■ YOUR GOAL: Reproduce every line of the material below exactly. No pictures belong in the copy.

* * * *

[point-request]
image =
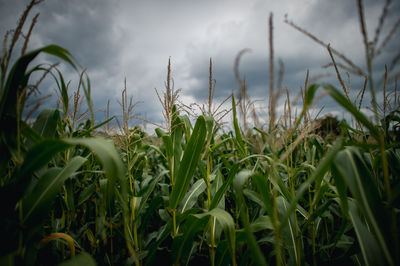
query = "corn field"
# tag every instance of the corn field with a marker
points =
(297, 192)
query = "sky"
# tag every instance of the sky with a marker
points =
(118, 40)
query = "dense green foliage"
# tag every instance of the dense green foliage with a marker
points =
(193, 194)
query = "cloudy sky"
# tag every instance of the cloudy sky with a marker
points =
(133, 40)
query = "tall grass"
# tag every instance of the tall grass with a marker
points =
(299, 192)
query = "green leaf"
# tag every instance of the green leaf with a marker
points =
(227, 223)
(80, 259)
(105, 151)
(86, 193)
(353, 168)
(321, 170)
(238, 140)
(192, 195)
(47, 188)
(369, 245)
(189, 162)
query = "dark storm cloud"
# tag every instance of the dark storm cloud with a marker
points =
(115, 40)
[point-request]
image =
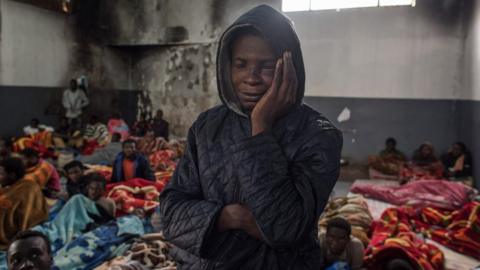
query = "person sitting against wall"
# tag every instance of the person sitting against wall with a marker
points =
(424, 165)
(104, 155)
(5, 148)
(95, 188)
(22, 204)
(141, 126)
(95, 135)
(30, 250)
(41, 172)
(130, 164)
(339, 249)
(160, 126)
(389, 161)
(117, 125)
(458, 163)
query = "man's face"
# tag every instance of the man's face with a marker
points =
(4, 177)
(390, 146)
(74, 174)
(253, 68)
(29, 253)
(29, 161)
(73, 85)
(129, 150)
(336, 240)
(95, 190)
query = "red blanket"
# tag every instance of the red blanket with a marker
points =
(436, 193)
(393, 237)
(134, 194)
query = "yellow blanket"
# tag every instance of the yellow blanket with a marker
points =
(22, 206)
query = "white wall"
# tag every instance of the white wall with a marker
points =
(36, 46)
(395, 52)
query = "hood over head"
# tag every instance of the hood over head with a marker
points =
(277, 29)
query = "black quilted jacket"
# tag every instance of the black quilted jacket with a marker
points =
(284, 176)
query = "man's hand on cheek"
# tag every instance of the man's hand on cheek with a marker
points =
(279, 97)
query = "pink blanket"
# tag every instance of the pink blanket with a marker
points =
(436, 193)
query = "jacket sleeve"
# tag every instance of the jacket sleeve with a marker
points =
(187, 218)
(287, 197)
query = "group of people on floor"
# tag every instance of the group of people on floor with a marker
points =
(391, 163)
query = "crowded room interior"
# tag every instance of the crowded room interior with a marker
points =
(240, 134)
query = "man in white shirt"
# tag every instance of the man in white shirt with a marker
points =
(74, 100)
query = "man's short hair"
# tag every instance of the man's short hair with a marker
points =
(128, 142)
(340, 223)
(391, 140)
(116, 137)
(73, 164)
(29, 153)
(29, 233)
(14, 165)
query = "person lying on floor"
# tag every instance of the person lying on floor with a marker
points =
(130, 164)
(458, 162)
(104, 155)
(339, 248)
(30, 250)
(390, 160)
(95, 188)
(22, 204)
(41, 172)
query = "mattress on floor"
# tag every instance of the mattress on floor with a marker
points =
(453, 259)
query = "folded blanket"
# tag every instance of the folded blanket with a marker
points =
(436, 193)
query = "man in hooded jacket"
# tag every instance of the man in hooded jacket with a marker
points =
(258, 170)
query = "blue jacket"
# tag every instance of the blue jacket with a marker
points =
(142, 168)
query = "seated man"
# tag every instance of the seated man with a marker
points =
(30, 250)
(41, 172)
(74, 171)
(458, 162)
(96, 131)
(5, 148)
(95, 187)
(22, 204)
(130, 164)
(339, 247)
(106, 154)
(389, 161)
(36, 127)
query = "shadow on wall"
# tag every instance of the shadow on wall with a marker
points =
(24, 103)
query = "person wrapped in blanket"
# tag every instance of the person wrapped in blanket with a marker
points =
(339, 249)
(424, 165)
(131, 164)
(30, 250)
(41, 172)
(458, 164)
(22, 204)
(355, 210)
(95, 135)
(389, 161)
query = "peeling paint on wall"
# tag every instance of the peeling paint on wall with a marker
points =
(180, 80)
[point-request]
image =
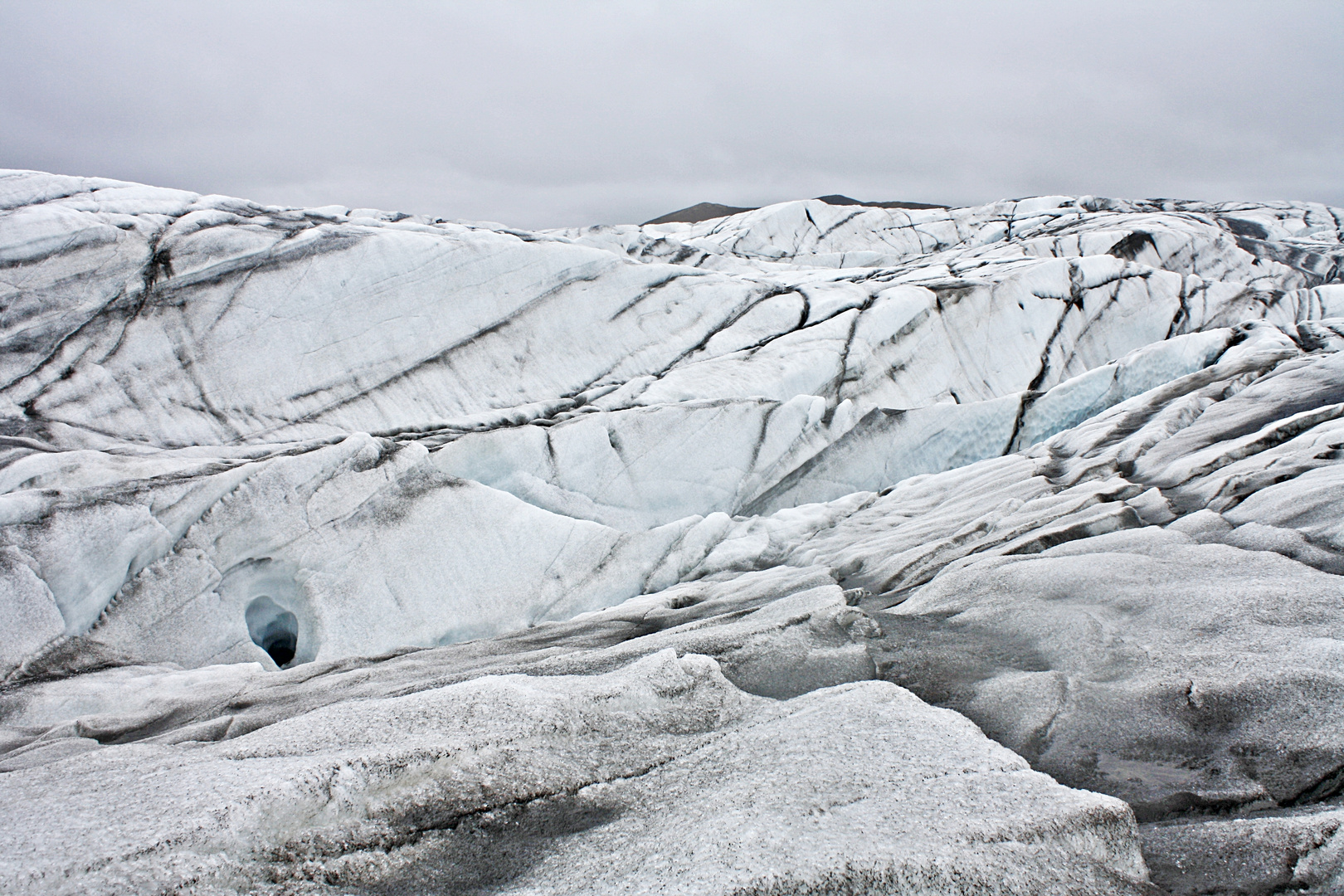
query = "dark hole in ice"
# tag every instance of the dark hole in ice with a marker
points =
(273, 629)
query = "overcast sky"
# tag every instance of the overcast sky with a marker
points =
(543, 114)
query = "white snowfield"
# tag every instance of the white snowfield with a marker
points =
(675, 558)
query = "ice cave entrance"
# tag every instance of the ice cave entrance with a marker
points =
(273, 629)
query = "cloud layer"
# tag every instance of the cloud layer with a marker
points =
(544, 114)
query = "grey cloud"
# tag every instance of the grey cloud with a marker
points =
(544, 114)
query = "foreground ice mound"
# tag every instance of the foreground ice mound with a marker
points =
(272, 477)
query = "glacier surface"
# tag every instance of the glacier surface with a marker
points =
(812, 548)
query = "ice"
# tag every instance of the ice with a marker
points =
(351, 551)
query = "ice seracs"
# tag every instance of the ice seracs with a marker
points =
(763, 500)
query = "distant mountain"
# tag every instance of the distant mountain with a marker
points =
(704, 212)
(696, 212)
(838, 547)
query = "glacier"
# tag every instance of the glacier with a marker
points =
(353, 551)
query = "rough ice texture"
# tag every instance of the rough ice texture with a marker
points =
(631, 559)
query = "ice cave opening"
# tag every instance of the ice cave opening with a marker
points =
(273, 629)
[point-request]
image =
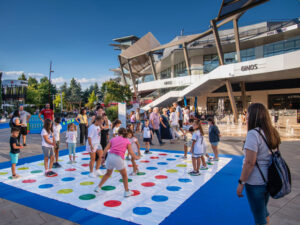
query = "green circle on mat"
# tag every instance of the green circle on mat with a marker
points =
(108, 188)
(87, 197)
(23, 168)
(129, 180)
(64, 191)
(172, 171)
(140, 173)
(86, 183)
(181, 165)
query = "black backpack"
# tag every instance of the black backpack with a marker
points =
(279, 181)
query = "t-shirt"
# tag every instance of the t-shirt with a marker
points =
(56, 131)
(134, 146)
(71, 136)
(23, 117)
(12, 141)
(254, 142)
(47, 113)
(94, 132)
(146, 132)
(50, 137)
(118, 145)
(199, 147)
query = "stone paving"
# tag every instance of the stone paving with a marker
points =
(283, 211)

* * * *

■ THE ANSWER:
[point-request]
image =
query = "corn field"
# tag every instance of the corn field with a marker
points =
(297, 192)
query = "sky"
# tag every instance of the sky with a marker
points =
(118, 40)
query = "dense green foliage"
# tag every instance of the dense green foliage with a marker
points =
(193, 194)
query = "cloudy sky"
# tag every instance of the cloudy sky with a marker
points =
(133, 40)
query = "tall grass"
# tag every instance of the tall grass with a marker
points =
(299, 192)
query = "green leaf"
# tag every instance of the green leaf with a marker
points =
(227, 223)
(80, 259)
(105, 151)
(86, 193)
(353, 168)
(321, 170)
(238, 140)
(192, 195)
(47, 188)
(369, 245)
(189, 162)
query = "dark storm cloud"
# tag every instance of the dark storm cloud with a marker
points =
(115, 40)
[point-request]
image =
query = "person sitting against wall"
# tag every instance of the person sitting against wall with a marker
points =
(424, 165)
(104, 155)
(5, 148)
(95, 188)
(22, 204)
(141, 126)
(95, 135)
(30, 250)
(41, 172)
(130, 164)
(339, 249)
(160, 126)
(389, 161)
(117, 125)
(458, 163)
query = "man's face"
# tag every instance of the man's face with a marker
points =
(4, 177)
(390, 146)
(74, 174)
(253, 68)
(29, 253)
(29, 161)
(73, 85)
(129, 150)
(336, 240)
(95, 190)
query = "red blanket"
# tag every instance of the red blanket with a marker
points =
(436, 193)
(393, 237)
(134, 194)
query = "yellow blanket"
# tag every instance of the yellow blanket with a marker
points =
(22, 206)
query = "white wall"
# tag every instance of the white wall with a marker
points =
(36, 46)
(395, 52)
query = "hood over head"
# tag every instance of the hood over head with a marker
points =
(277, 29)
query = "black quilted jacket"
# tag every instance of the black quilted jacket with a marker
points =
(284, 176)
query = "man's hand on cheek"
# tag every instance of the man's hand on cheek with a marker
points =
(279, 97)
query = "pink blanket"
# tag every instance of the pink blanket with a marker
points =
(436, 193)
query = "jacket sleeve"
# tag every instance of the jacket sleeve with a marker
points =
(187, 218)
(287, 197)
query = "group of people on floor"
# tag every instance of the group of people on floor with a marker
points =
(391, 163)
query = "crowded room interior"
# tag every instance of the crowded room interior with a marker
points =
(240, 134)
query = "man in white shirt"
# tag every instance of the man in white shirt with a marker
points =
(74, 100)
query = "man's short hair"
# tag every instance of the man's short hair with a marker
points =
(128, 142)
(340, 223)
(391, 140)
(116, 137)
(73, 164)
(29, 153)
(29, 233)
(14, 165)
query = "person lying on floor"
# tag every instance of the person lying on floor with a marker
points =
(130, 164)
(458, 162)
(104, 155)
(339, 248)
(30, 250)
(390, 160)
(95, 188)
(22, 204)
(41, 172)
query = "mattress on floor"
# tag every instance of the mattress on floor with a marker
points =
(453, 259)
query = "folded blanket"
# tag every instance of the folded blanket with a marker
points =
(436, 193)
query = "man in hooded jacket"
# tag every instance of the man in hooded jacket with a marker
points =
(258, 170)
query = "blue jacket"
# tag every instance of the blue jacket with a marker
points =
(142, 168)
query = "seated man"
# tag every instance of the seated man with a marker
points =
(30, 250)
(41, 172)
(74, 171)
(458, 162)
(96, 131)
(5, 148)
(95, 187)
(22, 204)
(130, 164)
(339, 247)
(106, 154)
(389, 161)
(36, 127)
query = "shadow on wall"
# tag every instance of the shadow on wall with a marker
points =
(24, 103)
query = "person wrapped in blanket"
# tag every instance of the person wrapped in blanket with a marker
points =
(339, 249)
(424, 165)
(131, 164)
(30, 250)
(41, 172)
(458, 164)
(22, 204)
(355, 210)
(95, 135)
(389, 161)
query = "peeling paint on wall"
# tag every instance of the peeling paint on wall with a marker
points =
(180, 80)
[point-request]
image =
query = "dark hole in ice"
# tag every instance of the dark hole in ice with a marker
points =
(273, 629)
query = "overcast sky"
# tag every instance of the overcast sky with a marker
points =
(543, 114)
query = "white snowfield"
# tag every instance of the white snowfield with a marker
points =
(675, 558)
query = "ice cave entrance"
# tag every instance of the ice cave entrance with a marker
points =
(273, 629)
query = "cloud layer"
# tag every instance of the cloud layer with a marker
points =
(544, 114)
query = "grey cloud"
# tag every instance of the grey cloud with a marker
points =
(544, 114)
query = "foreground ice mound"
# tag every instance of the foreground ice mound with a marker
points =
(272, 477)
query = "glacier surface"
# tag every instance of the glacier surface with a marker
points =
(812, 548)
query = "ice"
# tag every instance of the ice with a marker
points =
(351, 551)
query = "ice seracs"
# tag every instance of the ice seracs with a marker
points =
(763, 500)
query = "distant mountain"
# tag every instance of the distant mountain with a marker
points =
(704, 212)
(696, 212)
(838, 547)
query = "glacier"
# tag every instance of the glacier with a marker
points =
(353, 551)
query = "rough ice texture"
# tag every instance of the rough ice texture with a marker
points =
(631, 559)
query = "ice cave opening"
# tag every instance of the ice cave opening with a marker
points =
(273, 629)
[point-request]
image =
query = "green circle on mat"
# tag every instance of the green circle on mat with a marker
points =
(108, 188)
(87, 197)
(23, 168)
(129, 180)
(64, 191)
(172, 171)
(140, 173)
(86, 183)
(181, 165)
query = "black backpack"
# tag every instance of the black backpack with a marker
points =
(279, 181)
query = "t-shirt"
# tag every instance of the t-shirt with a marker
points =
(56, 131)
(134, 146)
(71, 136)
(23, 117)
(12, 141)
(254, 142)
(47, 113)
(94, 132)
(146, 132)
(50, 137)
(118, 145)
(199, 147)
query = "stone paving"
# tag every instance of the stone paving with a marker
points =
(283, 211)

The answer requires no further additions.